Accordingly, and contrary to defendant’s contention, trial counsel did not provide ineffective assistance by failing to offer Russell’s statements as spontaneous declarations, because the statements were not admissible on that basis. (Cf. People v. Anderson (2001) 25 Cal.4th 543, 587 [“Counsel is not required to proffer futile objections”].)

We also reject defendant’s assertion of error on the separate and independent grounds that exclusion of Russell’s statements violated his federal constitutional rights to present evidence in his defense. “Few rights are more fundamental than that of an accused to present witnesses in his own defense. (Citations.)” (Chambers v. Mississippi (1973) 410 U.S. 284, 302.) However, “[i]n the exercise of this right, the accused, as is required of the State, must comply with established rules of procedure and evidence designed to assure both fairness and reliability in the ascertainment of guilt and innocence.” (Ibid.) “Thus, ‘[a] defendant does not have a constitutional right to the admission of unreliable hearsay statements.’ (Citations.)” (People v. Ayala (2000) 23 Cal.4th 225, 269.)

Dataset section:
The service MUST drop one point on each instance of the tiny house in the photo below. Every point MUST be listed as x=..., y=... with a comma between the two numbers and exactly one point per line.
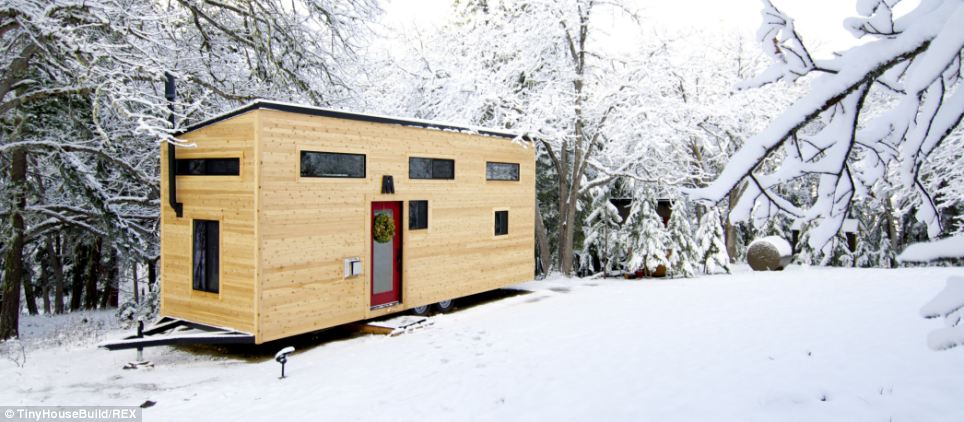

What is expected: Resume the court opinion on the exclusion of Russell's statements, starting right after its last sentence.

Result below:
Defendant contends that California’s restrictions on hearsay evidence must give way under the authority of Chambers v. Mississippi, supra, and Green v. Georgia (1979) 442 U.S. 95. However, the cases cited by defendant involved overly restrictive state evidentiary rules, resulting in the exclusion of evidence which the Supreme Court deemed so reliable that its exclusion constituted a violation of due process. (See Chambers v. Mississippi, supra, 410 U.S. at pp. 299-300 [Mississippi did not recognize hearsay exception for declarations against penal interest, leading to exclusion of declarant’s separate confessions, each made spontaneously to a close acquaintance shortly after the murder had occurred and each one corroborated by some other evidence in the case]; Green v. Georgia, supra, 442 U.S. at pp. 96-97 [Georgia did not recognize hearsay exception for declarations against penal interest, leading to the exclusion at the penalty phase of capital defendant’s trial of a statement by codefendant that he shot the victim while defendant was absent from the scene, which statement was not only “made... spontaneously to a close friend” but the “State considered [it] sufficiently reliable” to offer it against the co-defendant at his trial pursuant to a different evidentiary rule].) No reasonably comparable circumstances are presented here.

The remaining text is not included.